- _Labeled-object pointing entries_:
________________

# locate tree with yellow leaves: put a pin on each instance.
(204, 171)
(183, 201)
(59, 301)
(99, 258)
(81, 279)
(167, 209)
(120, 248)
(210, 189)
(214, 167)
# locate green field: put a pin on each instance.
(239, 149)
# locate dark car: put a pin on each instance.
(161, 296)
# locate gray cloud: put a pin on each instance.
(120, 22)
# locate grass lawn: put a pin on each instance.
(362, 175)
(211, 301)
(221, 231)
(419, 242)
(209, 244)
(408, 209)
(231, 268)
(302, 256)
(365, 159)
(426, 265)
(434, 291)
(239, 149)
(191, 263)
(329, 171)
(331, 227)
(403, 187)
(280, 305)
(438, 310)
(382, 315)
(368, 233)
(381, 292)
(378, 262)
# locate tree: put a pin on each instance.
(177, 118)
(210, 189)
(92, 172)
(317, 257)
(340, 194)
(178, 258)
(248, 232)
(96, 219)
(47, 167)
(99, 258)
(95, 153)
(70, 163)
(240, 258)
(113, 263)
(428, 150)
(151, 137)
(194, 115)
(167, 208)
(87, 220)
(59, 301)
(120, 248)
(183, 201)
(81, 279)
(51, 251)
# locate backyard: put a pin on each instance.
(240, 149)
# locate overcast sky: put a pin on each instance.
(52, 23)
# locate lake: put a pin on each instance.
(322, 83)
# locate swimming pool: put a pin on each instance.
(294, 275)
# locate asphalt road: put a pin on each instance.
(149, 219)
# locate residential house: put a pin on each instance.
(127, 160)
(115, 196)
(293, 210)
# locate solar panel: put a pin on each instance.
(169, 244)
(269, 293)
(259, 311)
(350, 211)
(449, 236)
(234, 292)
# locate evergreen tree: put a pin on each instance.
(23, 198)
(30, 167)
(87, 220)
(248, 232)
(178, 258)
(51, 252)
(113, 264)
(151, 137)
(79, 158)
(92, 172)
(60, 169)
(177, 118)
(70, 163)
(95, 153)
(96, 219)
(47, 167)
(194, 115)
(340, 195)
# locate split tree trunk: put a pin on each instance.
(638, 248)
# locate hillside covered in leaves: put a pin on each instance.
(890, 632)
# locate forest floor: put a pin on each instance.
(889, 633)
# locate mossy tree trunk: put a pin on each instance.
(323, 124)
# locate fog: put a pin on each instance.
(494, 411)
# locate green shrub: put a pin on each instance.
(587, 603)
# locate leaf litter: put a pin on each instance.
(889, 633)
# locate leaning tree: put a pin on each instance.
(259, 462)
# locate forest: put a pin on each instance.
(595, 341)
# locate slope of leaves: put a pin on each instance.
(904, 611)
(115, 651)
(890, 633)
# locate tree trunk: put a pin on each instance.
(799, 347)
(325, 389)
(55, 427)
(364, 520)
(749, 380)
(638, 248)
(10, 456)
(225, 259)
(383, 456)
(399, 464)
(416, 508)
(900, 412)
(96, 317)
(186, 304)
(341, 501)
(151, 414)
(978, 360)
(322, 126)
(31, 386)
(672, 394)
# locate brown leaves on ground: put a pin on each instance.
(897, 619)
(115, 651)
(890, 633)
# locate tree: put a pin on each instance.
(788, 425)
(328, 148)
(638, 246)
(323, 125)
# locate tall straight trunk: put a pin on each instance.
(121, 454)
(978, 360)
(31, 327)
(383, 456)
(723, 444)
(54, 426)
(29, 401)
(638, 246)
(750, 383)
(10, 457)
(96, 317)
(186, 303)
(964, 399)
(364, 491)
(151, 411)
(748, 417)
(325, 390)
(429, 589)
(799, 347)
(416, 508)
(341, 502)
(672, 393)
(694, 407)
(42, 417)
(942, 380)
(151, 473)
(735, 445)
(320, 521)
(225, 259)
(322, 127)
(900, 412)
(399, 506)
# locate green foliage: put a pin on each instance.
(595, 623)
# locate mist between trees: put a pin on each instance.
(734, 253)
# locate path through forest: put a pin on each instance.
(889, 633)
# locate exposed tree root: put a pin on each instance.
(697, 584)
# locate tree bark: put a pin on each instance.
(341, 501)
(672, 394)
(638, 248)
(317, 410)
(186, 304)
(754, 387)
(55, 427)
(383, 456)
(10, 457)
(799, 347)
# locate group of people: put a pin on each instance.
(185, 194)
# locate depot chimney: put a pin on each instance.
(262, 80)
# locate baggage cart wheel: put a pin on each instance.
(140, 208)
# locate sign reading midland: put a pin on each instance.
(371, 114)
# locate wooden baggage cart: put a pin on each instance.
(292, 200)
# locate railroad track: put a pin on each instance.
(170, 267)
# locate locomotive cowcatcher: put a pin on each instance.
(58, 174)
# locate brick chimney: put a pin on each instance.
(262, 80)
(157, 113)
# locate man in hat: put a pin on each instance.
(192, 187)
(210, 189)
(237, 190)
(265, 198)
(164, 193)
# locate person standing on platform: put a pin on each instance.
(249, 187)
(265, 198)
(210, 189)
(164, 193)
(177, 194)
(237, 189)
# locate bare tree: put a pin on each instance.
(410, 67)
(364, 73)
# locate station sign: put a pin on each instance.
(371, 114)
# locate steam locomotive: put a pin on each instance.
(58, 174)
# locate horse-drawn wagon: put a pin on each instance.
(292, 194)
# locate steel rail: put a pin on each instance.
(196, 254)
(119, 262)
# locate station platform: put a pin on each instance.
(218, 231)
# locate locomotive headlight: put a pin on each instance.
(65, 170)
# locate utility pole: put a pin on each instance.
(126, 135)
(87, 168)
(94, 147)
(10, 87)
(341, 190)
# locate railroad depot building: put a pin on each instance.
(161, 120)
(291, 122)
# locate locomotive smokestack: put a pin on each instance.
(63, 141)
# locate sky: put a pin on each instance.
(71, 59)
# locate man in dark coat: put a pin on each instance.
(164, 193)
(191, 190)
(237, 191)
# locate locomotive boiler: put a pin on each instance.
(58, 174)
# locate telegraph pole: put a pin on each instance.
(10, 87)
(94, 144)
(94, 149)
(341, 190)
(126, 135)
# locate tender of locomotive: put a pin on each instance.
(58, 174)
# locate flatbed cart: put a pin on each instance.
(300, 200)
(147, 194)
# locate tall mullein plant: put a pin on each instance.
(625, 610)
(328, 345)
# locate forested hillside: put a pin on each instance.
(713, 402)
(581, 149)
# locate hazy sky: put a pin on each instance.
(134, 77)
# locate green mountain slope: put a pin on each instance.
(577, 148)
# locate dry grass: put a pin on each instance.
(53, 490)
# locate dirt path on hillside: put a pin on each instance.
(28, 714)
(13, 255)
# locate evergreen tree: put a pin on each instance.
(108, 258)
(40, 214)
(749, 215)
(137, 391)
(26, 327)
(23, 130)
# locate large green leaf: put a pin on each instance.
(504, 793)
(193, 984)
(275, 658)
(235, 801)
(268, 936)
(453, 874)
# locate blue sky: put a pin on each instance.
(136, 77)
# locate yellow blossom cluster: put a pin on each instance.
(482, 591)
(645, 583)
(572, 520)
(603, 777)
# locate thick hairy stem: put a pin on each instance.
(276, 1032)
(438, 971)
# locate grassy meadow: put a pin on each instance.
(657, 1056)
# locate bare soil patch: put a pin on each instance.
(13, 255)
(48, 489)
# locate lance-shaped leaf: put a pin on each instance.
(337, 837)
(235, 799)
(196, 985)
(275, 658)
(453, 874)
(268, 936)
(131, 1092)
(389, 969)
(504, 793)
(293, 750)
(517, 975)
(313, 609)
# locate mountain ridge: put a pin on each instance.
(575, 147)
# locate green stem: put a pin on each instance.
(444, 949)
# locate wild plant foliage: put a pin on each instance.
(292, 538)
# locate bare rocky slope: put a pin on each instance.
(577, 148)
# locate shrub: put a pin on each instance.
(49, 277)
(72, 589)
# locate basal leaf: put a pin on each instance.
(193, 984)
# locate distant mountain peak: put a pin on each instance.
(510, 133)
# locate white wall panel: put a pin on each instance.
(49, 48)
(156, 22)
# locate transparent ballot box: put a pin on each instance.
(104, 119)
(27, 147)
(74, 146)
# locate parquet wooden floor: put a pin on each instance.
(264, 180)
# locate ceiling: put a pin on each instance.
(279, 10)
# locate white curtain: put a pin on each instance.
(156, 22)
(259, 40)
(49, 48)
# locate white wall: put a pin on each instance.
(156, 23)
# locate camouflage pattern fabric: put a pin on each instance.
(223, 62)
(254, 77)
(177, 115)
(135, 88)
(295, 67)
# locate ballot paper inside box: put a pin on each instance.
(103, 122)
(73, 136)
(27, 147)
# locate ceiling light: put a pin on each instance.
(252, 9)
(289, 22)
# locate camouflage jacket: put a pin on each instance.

________________

- _PROBLEM_:
Your task is to output exactly the lines running from the one with "# locate mountain" through the final line of the material above, with both ends included.

- _FULL ANSWER_:
# locate mountain ridge: put a pin on each instance.
(575, 147)
# locate green stem: put a pin on each instance.
(444, 949)
# locate wild plant foliage: put a pin on each instance.
(292, 538)
# locate bare rocky slope: put a pin on each instance.
(577, 148)
# locate shrub: put a pin on each instance.
(49, 277)
(72, 589)
# locate basal leaf: put a pin on each instance.
(193, 984)
# locate distant mountain peak: put a pin on each instance.
(510, 133)
# locate white wall panel: put a pin on each instance.
(49, 48)
(156, 22)
# locate transparent ballot box: put a pin on each instance.
(104, 119)
(27, 147)
(74, 146)
# locate parquet wooden floor: put a pin on each instance.
(264, 180)
# locate ceiling: put a pin on each instance.
(279, 10)
# locate white curtain: put a pin on each instance.
(156, 22)
(259, 40)
(49, 48)
# locate white wall: put a pin on each instance.
(156, 23)
# locate camouflage pattern fabric: put a pin on each instance.
(223, 62)
(254, 77)
(177, 115)
(135, 88)
(295, 67)
# locate ballot paper inside box: put a pin on each instance.
(103, 122)
(73, 136)
(27, 147)
# locate ceiling light: put a pin on each instance.
(252, 9)
(289, 22)
# locate camouflage jacket: put a pin on each instance.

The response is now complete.